TASK STATEMENT | Please copy out the lines in the entries that contain "every".

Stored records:
Start of Block

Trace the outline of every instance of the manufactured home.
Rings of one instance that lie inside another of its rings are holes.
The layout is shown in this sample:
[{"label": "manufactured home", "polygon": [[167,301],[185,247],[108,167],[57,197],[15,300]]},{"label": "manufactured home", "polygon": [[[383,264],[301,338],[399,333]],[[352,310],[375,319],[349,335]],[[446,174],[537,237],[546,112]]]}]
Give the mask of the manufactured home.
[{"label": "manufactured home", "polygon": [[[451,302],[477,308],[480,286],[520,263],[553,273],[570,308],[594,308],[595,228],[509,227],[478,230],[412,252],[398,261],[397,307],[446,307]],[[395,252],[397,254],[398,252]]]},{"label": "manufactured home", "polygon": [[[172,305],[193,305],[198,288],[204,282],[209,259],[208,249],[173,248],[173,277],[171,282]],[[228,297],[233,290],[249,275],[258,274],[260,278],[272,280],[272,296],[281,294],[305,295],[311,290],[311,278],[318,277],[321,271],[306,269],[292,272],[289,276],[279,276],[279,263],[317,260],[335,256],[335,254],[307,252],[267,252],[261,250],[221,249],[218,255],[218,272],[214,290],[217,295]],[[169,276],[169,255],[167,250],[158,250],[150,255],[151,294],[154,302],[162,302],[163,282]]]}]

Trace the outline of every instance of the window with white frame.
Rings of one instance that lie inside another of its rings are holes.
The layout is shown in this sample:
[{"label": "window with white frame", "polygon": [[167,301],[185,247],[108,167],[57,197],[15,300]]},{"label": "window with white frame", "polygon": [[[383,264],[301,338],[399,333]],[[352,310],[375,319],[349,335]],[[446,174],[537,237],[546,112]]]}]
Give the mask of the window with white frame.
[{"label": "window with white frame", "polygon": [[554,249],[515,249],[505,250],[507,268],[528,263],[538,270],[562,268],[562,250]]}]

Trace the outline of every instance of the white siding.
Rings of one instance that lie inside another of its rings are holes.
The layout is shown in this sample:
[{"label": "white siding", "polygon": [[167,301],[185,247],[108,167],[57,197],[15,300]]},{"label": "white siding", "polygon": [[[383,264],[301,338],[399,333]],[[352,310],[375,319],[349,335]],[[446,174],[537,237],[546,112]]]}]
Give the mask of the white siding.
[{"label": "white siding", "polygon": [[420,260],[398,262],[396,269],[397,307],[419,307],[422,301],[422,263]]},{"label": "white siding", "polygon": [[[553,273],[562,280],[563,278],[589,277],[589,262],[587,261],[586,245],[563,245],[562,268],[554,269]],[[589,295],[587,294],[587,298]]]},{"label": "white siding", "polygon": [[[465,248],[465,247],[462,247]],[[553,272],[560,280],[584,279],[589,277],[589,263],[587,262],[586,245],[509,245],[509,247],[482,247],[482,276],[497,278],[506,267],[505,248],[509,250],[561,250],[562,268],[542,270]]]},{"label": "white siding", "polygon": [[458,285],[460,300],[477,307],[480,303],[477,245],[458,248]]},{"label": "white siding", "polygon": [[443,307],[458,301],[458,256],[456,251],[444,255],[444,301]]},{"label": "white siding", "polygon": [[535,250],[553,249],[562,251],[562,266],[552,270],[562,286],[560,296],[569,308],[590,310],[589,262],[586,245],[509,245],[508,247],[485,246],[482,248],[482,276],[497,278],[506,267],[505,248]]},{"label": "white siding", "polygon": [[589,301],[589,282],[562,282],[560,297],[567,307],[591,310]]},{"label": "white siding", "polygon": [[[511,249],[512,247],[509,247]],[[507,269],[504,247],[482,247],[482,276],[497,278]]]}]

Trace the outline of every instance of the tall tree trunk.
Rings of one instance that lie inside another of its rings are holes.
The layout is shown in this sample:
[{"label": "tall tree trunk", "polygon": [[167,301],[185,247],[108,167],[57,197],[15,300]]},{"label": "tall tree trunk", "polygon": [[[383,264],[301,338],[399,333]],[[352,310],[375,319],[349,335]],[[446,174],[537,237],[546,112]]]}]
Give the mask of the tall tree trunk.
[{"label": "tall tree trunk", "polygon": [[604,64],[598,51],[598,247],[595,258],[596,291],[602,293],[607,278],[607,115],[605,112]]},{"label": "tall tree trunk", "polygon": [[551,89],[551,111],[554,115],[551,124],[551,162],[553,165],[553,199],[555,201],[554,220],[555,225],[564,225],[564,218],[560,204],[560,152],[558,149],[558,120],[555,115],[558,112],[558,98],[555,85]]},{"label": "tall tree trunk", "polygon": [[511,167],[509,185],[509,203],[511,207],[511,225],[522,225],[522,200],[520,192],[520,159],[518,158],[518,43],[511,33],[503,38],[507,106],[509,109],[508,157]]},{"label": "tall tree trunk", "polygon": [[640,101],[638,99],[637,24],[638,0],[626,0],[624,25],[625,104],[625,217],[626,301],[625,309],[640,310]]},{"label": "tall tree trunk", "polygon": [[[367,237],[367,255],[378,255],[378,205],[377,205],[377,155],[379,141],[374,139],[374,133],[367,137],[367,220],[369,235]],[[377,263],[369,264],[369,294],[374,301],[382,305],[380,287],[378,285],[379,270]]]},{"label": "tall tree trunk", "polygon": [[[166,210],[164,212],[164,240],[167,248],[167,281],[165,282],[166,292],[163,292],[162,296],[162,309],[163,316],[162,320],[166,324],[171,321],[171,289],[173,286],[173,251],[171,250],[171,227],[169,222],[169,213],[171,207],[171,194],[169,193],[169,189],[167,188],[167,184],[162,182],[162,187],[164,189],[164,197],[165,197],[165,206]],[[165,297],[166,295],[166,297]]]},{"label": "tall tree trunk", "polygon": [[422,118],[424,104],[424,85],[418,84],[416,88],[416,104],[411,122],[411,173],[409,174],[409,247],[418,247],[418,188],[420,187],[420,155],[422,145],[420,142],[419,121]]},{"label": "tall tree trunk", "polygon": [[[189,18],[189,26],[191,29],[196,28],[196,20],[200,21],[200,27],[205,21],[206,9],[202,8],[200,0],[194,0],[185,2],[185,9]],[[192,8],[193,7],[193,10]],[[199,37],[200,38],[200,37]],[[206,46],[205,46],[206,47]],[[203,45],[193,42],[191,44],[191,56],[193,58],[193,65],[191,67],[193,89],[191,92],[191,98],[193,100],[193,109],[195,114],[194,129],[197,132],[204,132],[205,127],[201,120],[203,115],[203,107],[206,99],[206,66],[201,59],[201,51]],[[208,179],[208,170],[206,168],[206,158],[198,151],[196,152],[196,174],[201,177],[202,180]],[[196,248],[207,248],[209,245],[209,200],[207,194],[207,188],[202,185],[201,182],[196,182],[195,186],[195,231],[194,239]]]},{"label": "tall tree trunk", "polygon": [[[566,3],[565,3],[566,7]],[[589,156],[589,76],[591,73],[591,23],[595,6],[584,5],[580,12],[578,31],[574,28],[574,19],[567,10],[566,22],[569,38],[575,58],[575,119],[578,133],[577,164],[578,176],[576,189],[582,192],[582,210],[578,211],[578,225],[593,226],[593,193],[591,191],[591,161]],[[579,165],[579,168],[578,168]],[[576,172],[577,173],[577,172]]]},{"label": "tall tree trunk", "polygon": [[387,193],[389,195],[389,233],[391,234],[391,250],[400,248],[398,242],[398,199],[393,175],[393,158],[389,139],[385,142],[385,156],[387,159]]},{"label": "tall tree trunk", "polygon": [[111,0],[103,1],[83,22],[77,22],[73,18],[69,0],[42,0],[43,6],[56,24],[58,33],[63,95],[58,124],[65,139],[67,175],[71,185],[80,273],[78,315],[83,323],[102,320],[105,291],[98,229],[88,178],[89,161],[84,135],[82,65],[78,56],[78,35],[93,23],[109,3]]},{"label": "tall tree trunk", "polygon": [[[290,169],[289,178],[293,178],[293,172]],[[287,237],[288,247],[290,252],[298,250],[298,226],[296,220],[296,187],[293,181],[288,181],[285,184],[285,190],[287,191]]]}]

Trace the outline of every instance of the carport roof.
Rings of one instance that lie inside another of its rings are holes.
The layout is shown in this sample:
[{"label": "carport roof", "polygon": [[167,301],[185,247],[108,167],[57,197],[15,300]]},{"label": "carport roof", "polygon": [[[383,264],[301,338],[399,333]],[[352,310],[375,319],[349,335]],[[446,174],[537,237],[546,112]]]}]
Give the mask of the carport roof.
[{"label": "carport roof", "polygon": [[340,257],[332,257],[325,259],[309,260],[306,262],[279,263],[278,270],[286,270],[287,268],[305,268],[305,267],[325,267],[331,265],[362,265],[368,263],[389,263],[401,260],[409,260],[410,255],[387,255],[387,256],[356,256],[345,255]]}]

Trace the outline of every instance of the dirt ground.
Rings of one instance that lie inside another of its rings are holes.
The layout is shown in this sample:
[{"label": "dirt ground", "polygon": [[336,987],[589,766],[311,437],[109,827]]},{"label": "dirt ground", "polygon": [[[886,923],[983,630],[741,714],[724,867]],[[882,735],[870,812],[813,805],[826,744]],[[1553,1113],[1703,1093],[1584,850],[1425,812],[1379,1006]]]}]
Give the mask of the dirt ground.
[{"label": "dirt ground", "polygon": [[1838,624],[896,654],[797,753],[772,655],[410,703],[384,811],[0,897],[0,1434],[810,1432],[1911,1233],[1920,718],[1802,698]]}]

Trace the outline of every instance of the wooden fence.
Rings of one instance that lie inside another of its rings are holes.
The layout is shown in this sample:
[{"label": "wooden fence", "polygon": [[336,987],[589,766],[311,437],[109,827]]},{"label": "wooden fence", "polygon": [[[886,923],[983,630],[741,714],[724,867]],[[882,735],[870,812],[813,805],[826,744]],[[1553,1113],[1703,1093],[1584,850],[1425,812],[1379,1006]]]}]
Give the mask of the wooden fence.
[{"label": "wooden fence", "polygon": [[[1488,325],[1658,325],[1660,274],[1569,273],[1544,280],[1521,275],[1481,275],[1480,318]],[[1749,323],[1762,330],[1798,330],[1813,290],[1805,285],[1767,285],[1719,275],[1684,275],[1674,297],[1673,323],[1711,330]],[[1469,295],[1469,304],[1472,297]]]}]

End of Block

OUTPUT OF THE TASK |
Trace the outline of every instance of the manufactured home.
Trace the outline of every instance of the window with white frame.
Trace the outline of every instance of the white siding.
Trace the outline of every instance of the tall tree trunk.
Trace the outline of every instance of the carport roof.
Trace the outline of every instance of the dirt ground.
Trace the outline of every instance of the wooden fence.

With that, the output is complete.